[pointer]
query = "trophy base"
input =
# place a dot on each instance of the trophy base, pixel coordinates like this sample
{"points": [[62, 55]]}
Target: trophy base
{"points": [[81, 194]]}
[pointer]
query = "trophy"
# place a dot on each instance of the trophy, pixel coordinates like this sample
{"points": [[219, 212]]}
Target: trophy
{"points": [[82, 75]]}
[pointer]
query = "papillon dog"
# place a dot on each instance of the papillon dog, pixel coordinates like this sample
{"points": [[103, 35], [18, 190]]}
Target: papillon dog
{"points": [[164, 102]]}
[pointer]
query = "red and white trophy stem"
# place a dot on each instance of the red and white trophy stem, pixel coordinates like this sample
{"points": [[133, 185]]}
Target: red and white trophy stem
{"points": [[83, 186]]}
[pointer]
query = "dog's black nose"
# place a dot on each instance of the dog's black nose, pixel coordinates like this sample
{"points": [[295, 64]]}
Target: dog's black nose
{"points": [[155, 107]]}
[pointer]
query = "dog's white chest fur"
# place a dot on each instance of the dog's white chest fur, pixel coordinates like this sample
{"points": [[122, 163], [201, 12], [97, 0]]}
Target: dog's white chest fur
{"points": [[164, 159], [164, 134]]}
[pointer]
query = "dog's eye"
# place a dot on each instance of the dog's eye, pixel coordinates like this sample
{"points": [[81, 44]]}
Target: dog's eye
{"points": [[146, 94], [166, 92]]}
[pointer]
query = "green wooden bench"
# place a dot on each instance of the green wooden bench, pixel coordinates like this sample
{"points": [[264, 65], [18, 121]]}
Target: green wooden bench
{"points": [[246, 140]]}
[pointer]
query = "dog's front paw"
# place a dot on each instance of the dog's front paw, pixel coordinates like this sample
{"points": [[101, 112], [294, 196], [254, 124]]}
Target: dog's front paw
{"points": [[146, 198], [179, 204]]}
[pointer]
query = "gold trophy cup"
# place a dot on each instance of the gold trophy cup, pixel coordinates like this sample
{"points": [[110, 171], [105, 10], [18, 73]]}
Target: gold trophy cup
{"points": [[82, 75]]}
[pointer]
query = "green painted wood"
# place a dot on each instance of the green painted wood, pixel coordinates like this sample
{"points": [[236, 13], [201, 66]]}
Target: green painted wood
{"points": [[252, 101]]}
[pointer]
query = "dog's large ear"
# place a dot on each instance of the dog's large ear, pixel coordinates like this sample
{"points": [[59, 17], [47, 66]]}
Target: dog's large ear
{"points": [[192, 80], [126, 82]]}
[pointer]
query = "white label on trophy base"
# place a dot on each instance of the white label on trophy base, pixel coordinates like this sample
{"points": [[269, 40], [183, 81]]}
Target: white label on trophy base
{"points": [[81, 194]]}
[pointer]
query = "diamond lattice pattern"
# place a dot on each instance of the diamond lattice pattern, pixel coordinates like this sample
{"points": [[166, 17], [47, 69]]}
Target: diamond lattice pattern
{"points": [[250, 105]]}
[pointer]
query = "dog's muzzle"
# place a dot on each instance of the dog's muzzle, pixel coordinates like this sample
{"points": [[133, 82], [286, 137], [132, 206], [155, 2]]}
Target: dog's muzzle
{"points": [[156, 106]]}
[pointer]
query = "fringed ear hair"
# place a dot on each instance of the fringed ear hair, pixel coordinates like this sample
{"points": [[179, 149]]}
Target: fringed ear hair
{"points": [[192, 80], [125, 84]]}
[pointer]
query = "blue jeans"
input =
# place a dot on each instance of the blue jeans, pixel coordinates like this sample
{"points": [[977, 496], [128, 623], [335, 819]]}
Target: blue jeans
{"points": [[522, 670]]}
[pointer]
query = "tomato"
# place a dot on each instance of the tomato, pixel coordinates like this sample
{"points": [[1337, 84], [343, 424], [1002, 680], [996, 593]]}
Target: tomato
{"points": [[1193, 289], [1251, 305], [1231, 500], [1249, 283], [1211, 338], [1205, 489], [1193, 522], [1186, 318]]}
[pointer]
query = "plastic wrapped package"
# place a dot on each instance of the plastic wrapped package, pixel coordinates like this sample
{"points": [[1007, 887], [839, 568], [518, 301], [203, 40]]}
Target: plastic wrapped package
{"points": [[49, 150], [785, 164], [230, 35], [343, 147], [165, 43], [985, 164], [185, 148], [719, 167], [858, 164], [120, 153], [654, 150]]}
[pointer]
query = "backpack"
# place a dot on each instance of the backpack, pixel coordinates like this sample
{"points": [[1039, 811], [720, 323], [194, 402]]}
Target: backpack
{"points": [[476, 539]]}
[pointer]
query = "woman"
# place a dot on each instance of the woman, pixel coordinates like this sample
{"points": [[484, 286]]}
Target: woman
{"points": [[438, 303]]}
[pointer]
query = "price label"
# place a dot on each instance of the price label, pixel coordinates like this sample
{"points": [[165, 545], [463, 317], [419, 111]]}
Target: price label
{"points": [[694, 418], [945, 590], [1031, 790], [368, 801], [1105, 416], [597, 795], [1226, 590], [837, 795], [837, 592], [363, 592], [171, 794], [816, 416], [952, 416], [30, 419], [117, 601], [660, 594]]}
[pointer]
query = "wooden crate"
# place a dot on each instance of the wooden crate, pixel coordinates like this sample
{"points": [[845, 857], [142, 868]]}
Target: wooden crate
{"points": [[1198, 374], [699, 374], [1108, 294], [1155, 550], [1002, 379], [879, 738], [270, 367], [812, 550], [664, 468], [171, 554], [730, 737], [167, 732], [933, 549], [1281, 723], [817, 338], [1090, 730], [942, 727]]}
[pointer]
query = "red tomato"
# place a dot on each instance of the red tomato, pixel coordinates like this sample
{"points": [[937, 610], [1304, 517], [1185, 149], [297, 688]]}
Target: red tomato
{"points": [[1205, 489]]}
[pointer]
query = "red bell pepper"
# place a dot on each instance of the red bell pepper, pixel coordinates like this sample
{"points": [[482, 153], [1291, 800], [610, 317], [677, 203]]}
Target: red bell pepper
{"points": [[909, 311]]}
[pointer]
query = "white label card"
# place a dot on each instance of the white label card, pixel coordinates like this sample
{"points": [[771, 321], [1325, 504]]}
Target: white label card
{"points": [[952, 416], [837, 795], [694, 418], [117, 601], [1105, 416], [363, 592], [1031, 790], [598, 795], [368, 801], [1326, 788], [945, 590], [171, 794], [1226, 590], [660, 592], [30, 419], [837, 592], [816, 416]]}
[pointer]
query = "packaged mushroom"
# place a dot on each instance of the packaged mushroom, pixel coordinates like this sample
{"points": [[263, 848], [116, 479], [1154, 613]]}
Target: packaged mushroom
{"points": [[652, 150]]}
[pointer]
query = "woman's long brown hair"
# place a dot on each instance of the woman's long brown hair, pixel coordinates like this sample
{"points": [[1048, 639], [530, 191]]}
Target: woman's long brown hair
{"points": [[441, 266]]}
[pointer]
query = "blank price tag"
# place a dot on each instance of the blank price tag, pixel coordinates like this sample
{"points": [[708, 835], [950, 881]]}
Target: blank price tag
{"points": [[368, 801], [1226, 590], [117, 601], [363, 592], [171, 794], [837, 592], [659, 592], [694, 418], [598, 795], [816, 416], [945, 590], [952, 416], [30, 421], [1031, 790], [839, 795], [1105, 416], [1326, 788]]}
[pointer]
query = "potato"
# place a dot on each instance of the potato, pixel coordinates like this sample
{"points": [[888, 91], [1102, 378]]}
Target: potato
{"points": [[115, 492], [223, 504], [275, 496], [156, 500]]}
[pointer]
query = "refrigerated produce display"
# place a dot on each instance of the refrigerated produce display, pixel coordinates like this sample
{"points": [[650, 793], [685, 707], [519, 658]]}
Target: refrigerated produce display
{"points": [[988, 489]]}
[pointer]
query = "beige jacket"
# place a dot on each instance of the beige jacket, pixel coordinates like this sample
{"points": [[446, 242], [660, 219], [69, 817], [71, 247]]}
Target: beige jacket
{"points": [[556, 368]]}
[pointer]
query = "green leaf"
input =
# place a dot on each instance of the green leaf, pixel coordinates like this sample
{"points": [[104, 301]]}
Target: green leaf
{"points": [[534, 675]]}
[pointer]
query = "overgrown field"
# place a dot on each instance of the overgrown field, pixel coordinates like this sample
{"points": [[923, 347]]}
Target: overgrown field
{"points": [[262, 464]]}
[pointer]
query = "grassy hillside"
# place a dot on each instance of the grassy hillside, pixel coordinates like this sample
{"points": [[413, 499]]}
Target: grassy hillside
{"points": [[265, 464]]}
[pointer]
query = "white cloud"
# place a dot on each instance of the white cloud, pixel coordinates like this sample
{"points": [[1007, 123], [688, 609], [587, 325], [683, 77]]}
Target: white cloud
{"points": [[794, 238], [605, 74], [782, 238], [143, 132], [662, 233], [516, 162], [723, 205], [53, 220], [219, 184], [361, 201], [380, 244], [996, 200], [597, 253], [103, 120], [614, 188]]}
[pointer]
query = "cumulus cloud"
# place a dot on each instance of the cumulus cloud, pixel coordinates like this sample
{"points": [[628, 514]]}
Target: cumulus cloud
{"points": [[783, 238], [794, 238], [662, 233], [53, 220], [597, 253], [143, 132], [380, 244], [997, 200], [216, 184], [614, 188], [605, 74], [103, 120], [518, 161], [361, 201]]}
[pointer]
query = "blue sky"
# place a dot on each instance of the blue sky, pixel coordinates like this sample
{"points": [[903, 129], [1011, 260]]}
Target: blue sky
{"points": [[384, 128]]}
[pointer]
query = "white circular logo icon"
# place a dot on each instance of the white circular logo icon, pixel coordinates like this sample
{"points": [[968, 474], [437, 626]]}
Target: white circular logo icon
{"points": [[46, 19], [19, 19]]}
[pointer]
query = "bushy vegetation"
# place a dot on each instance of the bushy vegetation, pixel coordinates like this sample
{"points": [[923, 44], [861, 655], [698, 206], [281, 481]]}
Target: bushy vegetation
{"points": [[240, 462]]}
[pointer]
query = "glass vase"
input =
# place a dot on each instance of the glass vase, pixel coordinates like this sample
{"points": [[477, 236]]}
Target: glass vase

_What needs to be done_.
Locate each line in the material above that contains the string "wrapped" and copy those lines out in full.

_Finished task_.
query = "plastic wrapped package"
# place a dot on each instance of the plastic wrapped package, pixel coordinates like this sample
Target: plastic wrapped package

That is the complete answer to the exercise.